=== TEXTAUSZUG ===

Das Werk von Dudjom Lingpa „Buddhaschaft ohne Meditation“: Ratschläge zur Enthüllung des eigenen Antlitzes als die Natur der Wirklichkeit, der großen Vollkommenheit“, ist eine der wesentlichen Dzogchen-Schriften, welche in vier Abschnitten folgende Themen aufzeigen:
(1) die Bestimmung des Grundes durch die Sichtweise, (2) die Praxis durch die Kultivierung des Pfades, (3) die Belehrungen über das Verhalten, das die Stütze für diese beiden ist, und (4) die Art und Weise, wie die Frucht verwirklicht wird.
aus der Einleitung: Eine Girlande zur Freude der Glücklichen; von Sera Khandro.
Da wir uns im kommenden Jahr 100 Tage lang diesem Werk widmen werden, gibt es hier eine kurze Einführung durch den Kommentar der Sera Khandro.
2. Die Huldigung
Mit unerschütterlichem Glauben huldige ich dem allgegenwärtigen Herrscher und ursprünglichen Beschützer, der Darstellung der höchsten Städte der Erscheinungen des ursprünglichen Bewusstseins.
Der Dharmakaya, der Sugatagarbha, durchdringt alle Wesen, vom Dharmakaya, Samantabhadra, bis hinunter zum Geistesstrom eines Blutegels. So wie ein Sesamkorn mit Öl gesättigt ist, ist er allgegenwärtig. Wenn ihr euch fragt, wer dieser allgegenwärtige Herrscher ist, er ist der Dharmakaya , Samantabhadra, also ist er der Herrscher. Er entsteht nicht durch frische Ursachen und neue Zustände, sondern er entsteht von alters her aus sich selbst heraus, also ist er Ursprünglich. Er ist ein Beschützer, weil er der Beschützer und Verteidiger sowohl der weltlichen Existenz als auch von Nirvana ist. Er [manifestiert sich als] Erscheinungen des ursprünglichen Bewusstseins, weil er als die fünf Kayas und die fünf Buddha-Familien aus den kausalen fünf Facetten des ursprünglichen Bewusstseins hervorgeht. Das Buddhafeld der Buddha-Familie entspringt dem kausalen Urbewusstsein des absoluten Raumes der Phänomene. Dies gilt ebenso für die [Buddhafelder der] Vajra-, Juwelen-, Lotus- und Karma-Familien, die aus dem spiegelgleichen ursprünglichen Bewusstsein, dem ursprünglichen Bewusstsein der Gleichheit, dem unterscheidenden ursprünglichen Bewusstsein, dem ursprünglichen Bewusstsein der Vollendung und so weiter entstehen. All diese Erscheinungsäußerungen sind Darstellungen in der Weite der letztendlichen Wirklichkeit des Geistes des Dharmakaya, Samantabhadra, sie sind also eine Zurschaustellung.

===

* [AUFGABE 1]: Sammle aus den Datensätzen unten jede Zeile, in der das Wort „blue“ steht, und schreib diese Zeilen unverändert ab.

=== DATENSÄTZE ===

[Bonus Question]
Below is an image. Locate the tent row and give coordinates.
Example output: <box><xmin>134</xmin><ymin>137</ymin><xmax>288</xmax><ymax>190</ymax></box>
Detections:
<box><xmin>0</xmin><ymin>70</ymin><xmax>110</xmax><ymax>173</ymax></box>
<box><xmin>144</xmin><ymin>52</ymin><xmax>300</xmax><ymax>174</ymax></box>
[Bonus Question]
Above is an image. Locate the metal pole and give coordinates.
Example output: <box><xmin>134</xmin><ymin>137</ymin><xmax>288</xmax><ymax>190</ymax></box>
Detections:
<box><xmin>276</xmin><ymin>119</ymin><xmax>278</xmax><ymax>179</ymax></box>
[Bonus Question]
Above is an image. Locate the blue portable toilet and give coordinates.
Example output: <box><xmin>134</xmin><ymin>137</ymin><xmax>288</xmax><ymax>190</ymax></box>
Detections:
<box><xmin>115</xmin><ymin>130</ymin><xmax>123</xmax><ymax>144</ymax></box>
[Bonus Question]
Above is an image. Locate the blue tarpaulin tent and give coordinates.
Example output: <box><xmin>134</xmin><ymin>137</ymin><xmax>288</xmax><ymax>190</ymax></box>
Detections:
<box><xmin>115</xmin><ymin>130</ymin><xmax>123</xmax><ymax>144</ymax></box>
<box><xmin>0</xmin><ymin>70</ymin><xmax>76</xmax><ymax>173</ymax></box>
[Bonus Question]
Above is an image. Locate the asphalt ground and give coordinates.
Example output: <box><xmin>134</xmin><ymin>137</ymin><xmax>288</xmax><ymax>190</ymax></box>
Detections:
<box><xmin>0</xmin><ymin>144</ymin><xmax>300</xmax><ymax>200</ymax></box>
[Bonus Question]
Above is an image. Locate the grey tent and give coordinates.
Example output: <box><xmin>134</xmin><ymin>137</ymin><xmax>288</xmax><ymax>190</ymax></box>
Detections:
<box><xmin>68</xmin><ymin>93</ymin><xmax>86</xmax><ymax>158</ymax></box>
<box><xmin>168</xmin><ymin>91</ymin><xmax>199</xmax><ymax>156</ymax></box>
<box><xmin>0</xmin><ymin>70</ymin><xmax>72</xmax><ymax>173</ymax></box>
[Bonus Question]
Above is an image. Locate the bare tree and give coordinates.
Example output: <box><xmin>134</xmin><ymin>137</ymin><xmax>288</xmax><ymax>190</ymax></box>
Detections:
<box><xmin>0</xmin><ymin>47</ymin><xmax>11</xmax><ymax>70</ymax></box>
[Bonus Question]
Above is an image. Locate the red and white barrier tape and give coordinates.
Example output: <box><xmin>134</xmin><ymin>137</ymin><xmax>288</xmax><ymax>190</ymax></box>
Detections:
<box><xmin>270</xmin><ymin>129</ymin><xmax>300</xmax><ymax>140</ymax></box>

===

* [AUFGABE 2]: Setze den Textauszug zum Dzogchen-Werk „Buddhaschaft ohne Meditation“ oben nach seinem letzten Satz fort.

* [ANTWORT 1]:
Above is an image. Locate the blue portable toilet and give coordinates.
Above is an image. Locate the blue tarpaulin tent and give coordinates.

* [ANTWORT 2]:
Was den Begriff Stadt anbelangt, nimmt man die Analogie der menschlichen Städte in dieser Welt, wie Peking in China und Regionen wie Kapilavastu und Varanasi in Indien. Eine Stadt wird so genannt, weil sie ein Treffpunkt für achtzehn Arten von Handwerkern und für einen kontinuierlichen Strom von Händlern und Reisenden ist, die kommen und gehen. Was die reinen Städte der Gottheiten betrifft, die so unvorstellbar zahlreich sind wie die Sandkörner des Ganges, so befindet sich in der zentralen Region das Buddhafeld der Buddha-Familie. Im Osten befindet sich das Buddhafeld der Vajra-Familie, im Süden das Buddhafeld der Ratna-Familie, im Westen das Buddhafeld der Padma-Familie und im Norden das Buddhafeld der Karma-Familie. Alle diese sind die obersten und einzigen unter allen Städten, deshalb sind sie die erhabensten Städte.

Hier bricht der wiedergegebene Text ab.